◆ EXERCISE DIRECTIONS ◆
Copy the records below in full, changing no character.

◆ EXERCISE DATA ◆
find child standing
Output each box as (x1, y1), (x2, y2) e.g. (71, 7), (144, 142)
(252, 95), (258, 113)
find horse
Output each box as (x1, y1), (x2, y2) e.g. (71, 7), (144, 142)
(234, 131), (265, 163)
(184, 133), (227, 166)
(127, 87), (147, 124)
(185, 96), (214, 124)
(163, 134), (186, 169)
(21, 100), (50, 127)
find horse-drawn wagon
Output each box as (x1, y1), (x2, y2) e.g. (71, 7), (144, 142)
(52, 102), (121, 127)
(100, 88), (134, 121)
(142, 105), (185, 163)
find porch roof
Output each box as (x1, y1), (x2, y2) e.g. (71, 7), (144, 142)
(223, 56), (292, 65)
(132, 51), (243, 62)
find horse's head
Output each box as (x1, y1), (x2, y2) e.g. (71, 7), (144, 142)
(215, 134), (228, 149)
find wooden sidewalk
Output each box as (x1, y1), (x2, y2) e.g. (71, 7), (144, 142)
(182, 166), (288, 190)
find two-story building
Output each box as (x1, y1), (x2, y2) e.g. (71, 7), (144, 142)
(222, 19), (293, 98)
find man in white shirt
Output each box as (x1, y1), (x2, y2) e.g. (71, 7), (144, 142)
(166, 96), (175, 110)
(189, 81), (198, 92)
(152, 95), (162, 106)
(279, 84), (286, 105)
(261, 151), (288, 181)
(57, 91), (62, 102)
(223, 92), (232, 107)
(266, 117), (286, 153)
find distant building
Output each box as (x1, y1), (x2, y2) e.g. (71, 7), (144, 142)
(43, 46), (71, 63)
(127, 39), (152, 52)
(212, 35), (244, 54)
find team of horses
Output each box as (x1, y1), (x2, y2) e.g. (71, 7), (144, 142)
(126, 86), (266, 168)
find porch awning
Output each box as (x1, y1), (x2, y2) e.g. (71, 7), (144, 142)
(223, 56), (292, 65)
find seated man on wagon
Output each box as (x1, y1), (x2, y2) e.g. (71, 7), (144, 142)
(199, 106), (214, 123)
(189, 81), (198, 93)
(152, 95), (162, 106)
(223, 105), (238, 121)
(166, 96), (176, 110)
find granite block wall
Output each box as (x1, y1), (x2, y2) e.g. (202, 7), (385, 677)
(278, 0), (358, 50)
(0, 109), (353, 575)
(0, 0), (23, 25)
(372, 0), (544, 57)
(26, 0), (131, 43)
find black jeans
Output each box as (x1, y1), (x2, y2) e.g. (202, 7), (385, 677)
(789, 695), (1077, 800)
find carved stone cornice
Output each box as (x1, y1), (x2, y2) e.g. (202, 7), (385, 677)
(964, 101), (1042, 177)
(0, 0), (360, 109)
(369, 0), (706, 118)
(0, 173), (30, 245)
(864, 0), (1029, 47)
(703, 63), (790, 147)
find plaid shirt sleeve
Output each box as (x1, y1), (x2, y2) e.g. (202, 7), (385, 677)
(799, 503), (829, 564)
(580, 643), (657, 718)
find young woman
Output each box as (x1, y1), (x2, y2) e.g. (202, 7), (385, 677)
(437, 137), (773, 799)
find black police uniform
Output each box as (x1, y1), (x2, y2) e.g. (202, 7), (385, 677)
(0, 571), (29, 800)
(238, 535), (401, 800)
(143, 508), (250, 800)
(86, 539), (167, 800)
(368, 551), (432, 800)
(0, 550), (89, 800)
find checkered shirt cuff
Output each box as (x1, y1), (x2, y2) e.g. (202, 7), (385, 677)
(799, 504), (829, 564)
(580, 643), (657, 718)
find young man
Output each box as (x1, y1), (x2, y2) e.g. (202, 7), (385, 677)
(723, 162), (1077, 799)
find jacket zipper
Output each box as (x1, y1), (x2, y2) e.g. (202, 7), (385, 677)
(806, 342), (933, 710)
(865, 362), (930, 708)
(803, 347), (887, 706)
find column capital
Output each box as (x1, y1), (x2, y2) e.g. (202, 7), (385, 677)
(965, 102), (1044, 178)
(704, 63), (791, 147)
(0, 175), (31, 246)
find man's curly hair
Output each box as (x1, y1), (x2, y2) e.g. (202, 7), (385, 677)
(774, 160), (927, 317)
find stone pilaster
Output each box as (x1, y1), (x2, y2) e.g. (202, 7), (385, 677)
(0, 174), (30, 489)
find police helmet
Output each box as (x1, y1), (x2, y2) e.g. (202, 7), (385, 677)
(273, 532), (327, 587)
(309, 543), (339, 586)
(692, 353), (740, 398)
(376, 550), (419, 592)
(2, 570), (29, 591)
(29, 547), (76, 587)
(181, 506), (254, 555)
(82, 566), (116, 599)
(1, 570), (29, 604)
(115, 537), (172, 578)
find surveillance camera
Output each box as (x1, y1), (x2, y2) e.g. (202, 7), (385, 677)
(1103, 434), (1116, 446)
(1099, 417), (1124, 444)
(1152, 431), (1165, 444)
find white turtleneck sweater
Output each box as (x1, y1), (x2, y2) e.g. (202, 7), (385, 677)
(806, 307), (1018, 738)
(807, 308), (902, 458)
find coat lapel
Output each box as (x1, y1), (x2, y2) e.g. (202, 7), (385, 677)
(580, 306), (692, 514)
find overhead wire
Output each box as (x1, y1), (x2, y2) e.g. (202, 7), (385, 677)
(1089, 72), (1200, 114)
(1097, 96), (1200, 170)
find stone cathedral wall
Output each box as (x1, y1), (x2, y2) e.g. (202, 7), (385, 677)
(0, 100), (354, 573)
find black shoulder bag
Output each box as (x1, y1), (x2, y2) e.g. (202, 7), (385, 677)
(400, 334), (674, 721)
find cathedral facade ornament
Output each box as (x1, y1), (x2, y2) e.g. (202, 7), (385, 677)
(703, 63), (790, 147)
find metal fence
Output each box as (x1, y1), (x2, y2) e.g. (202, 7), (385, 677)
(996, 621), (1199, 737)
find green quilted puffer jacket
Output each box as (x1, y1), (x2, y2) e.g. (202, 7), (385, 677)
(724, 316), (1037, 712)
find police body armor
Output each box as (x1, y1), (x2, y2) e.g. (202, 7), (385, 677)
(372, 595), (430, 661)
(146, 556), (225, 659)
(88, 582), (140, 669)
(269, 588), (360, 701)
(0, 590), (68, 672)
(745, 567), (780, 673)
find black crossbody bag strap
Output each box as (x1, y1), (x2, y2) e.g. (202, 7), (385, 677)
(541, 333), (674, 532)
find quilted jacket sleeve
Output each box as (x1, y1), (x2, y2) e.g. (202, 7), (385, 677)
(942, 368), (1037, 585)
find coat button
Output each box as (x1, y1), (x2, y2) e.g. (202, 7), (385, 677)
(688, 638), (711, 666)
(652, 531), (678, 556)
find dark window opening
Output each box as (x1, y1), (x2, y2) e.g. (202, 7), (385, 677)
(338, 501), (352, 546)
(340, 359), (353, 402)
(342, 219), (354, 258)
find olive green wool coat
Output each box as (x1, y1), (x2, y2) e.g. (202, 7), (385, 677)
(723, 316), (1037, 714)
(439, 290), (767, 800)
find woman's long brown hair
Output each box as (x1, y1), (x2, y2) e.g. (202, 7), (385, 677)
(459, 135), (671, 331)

◆ WRITTEN RESPONSE ◆
find child standing
Output each box as (x1, y1), (x2, y2) e.g. (71, 7), (144, 142)
(252, 95), (258, 113)
find horse
Output each box as (x1, y1), (x2, y2) e.g. (71, 7), (144, 142)
(234, 131), (265, 163)
(184, 133), (227, 166)
(127, 87), (147, 124)
(185, 96), (214, 124)
(163, 134), (186, 169)
(21, 100), (50, 127)
find horse-drawn wagon
Output each box as (x1, y1), (x2, y2) e.g. (71, 7), (144, 142)
(52, 102), (121, 127)
(100, 88), (134, 121)
(142, 105), (185, 163)
find porch roof
Output each box as (x1, y1), (x2, y2) e.g. (71, 7), (144, 142)
(223, 56), (292, 65)
(132, 51), (243, 62)
find horse's head
Output each box as (x1, y1), (x2, y2) e.g. (71, 7), (144, 142)
(215, 134), (228, 149)
find wooden sidewalk
Output each box as (x1, y1), (x2, y2) e.g. (71, 7), (144, 142)
(182, 166), (288, 190)
find two-story building
Output each box as (x1, y1), (x2, y2) e.g. (71, 7), (144, 142)
(222, 19), (293, 98)
find man in white shirt
Output each box as (x1, y1), (x2, y2) e.g. (71, 7), (144, 142)
(166, 96), (175, 110)
(189, 81), (198, 92)
(152, 95), (162, 106)
(279, 84), (286, 105)
(261, 151), (288, 181)
(57, 91), (62, 102)
(223, 92), (232, 107)
(266, 117), (286, 153)
find distant building
Output each box as (x1, y1), (x2, y2) e.g. (71, 7), (144, 142)
(43, 46), (71, 63)
(127, 39), (152, 52)
(212, 35), (244, 54)
find team of horses
Output each box as (x1, y1), (x2, y2) e.g. (71, 7), (144, 142)
(126, 86), (266, 168)
find porch awning
Output each box as (x1, y1), (x2, y2) e.g. (71, 7), (144, 142)
(223, 56), (292, 65)
find seated man on wagon
Output each box as (x1, y1), (x2, y2) e.g. (71, 7), (144, 142)
(199, 106), (214, 123)
(189, 81), (198, 93)
(152, 95), (162, 106)
(223, 105), (238, 121)
(166, 96), (176, 110)
find granite block wall
Output each box as (x1, y1), (x2, y2) e.g. (202, 7), (385, 677)
(278, 0), (358, 50)
(0, 109), (353, 575)
(0, 0), (23, 25)
(372, 0), (544, 57)
(26, 0), (131, 43)
find black jeans
Output each box as (x1, y1), (x2, y2) e.g. (202, 7), (385, 677)
(789, 695), (1077, 800)
find carved stone cornice
Output each box as (x1, y1), (x2, y2) e.g. (202, 7), (385, 677)
(964, 101), (1042, 177)
(0, 0), (360, 109)
(369, 0), (706, 118)
(0, 173), (30, 245)
(864, 0), (1029, 47)
(703, 63), (790, 147)
find plaid shirt sleeve
Output each box as (x1, y1), (x2, y2) e.g. (202, 7), (385, 677)
(799, 503), (829, 564)
(580, 643), (657, 718)
find young woman
Output each box as (x1, y1), (x2, y2) e.g. (202, 7), (385, 677)
(437, 137), (773, 799)
find black police uniform
Output each box as (x1, y1), (x2, y2) e.g. (202, 7), (385, 677)
(0, 571), (29, 800)
(238, 535), (401, 800)
(143, 508), (250, 800)
(86, 539), (167, 800)
(368, 551), (432, 800)
(0, 550), (89, 800)
find checkered shirt cuff
Output each box as (x1, y1), (x2, y2) e.g. (202, 7), (385, 677)
(799, 504), (829, 564)
(580, 643), (657, 718)
find young man
Output each box as (x1, y1), (x2, y2) e.g. (202, 7), (385, 677)
(723, 162), (1077, 799)
find jacket zipper
Output each box as (x1, y1), (x2, y2) e.g. (202, 7), (385, 677)
(806, 342), (933, 710)
(865, 362), (930, 708)
(803, 347), (887, 706)
find column capital
Output each box as (x1, y1), (x2, y2) e.g. (202, 7), (385, 677)
(965, 102), (1044, 178)
(704, 63), (791, 147)
(0, 175), (31, 246)
find man's curly hair
Output each box as (x1, y1), (x2, y2) e.g. (202, 7), (385, 677)
(774, 160), (927, 317)
find stone pilaster
Output each box as (x1, y1), (x2, y2) e.g. (202, 7), (385, 677)
(0, 174), (30, 489)
find police helmet
Output each box as (x1, y1), (x2, y2) e.g. (202, 7), (385, 677)
(273, 532), (327, 587)
(309, 543), (339, 586)
(692, 353), (740, 398)
(376, 550), (419, 592)
(2, 570), (29, 591)
(29, 547), (76, 587)
(181, 506), (254, 555)
(82, 566), (116, 599)
(1, 570), (29, 604)
(115, 537), (172, 578)
find surveillance camera
Output each box as (x1, y1), (x2, y2) e.g. (202, 7), (385, 677)
(1103, 434), (1116, 446)
(1099, 417), (1124, 444)
(1152, 431), (1165, 444)
find white turtleneck sweater
Output each box as (x1, y1), (x2, y2) e.g. (202, 7), (385, 677)
(806, 307), (1018, 738)
(807, 308), (902, 458)
find coat lapel
Output each box as (x1, y1), (x2, y2) e.g. (202, 7), (385, 677)
(580, 306), (692, 514)
find overhead wire
Output each box as (x1, y1), (x2, y2) e.g. (202, 7), (385, 677)
(1089, 72), (1200, 114)
(1097, 96), (1200, 170)
find stone cathedral wall
Output each box as (x1, y1), (x2, y2) e.g. (202, 7), (385, 677)
(0, 100), (354, 573)
find black shoulder bag
Output each box as (x1, y1), (x2, y2) e.g. (202, 7), (385, 677)
(400, 334), (674, 721)
find cathedral facade ornament
Output each box as (x1, y1), (x2, y2) e.g. (202, 7), (385, 677)
(703, 63), (790, 147)
find metal fence
Output each box as (x1, y1), (x2, y2) e.g. (202, 7), (385, 677)
(996, 621), (1199, 737)
find green quilted puffer jacket
Output each box as (x1, y1), (x2, y2) e.g. (202, 7), (385, 677)
(724, 316), (1037, 712)
find police body armor
Output each box as (x1, y1), (x2, y2) e.g. (202, 7), (385, 677)
(372, 595), (430, 661)
(146, 556), (225, 659)
(88, 582), (140, 669)
(269, 588), (360, 701)
(0, 590), (68, 672)
(745, 567), (780, 673)
find black crossbody bag strap
Output each box as (x1, y1), (x2, y2) e.g. (202, 7), (385, 677)
(541, 333), (674, 532)
find quilted jacket sleeve
Output each box as (x1, y1), (x2, y2) e.g. (202, 7), (385, 677)
(942, 368), (1037, 585)
find coat button
Output each box as (x1, y1), (x2, y2) e.g. (202, 7), (385, 677)
(688, 638), (711, 666)
(652, 531), (678, 556)
find dark window opening
Output each box as (x1, y1), (x2, y2) e.g. (202, 7), (385, 677)
(338, 501), (352, 546)
(340, 359), (353, 402)
(342, 219), (354, 258)
find olive green wool coat
Output each box as (x1, y1), (x2, y2) e.g. (202, 7), (385, 677)
(723, 316), (1037, 714)
(439, 290), (767, 800)
find woman's long brown hair
Output each box as (x1, y1), (x2, y2) e.g. (202, 7), (385, 677)
(459, 135), (671, 331)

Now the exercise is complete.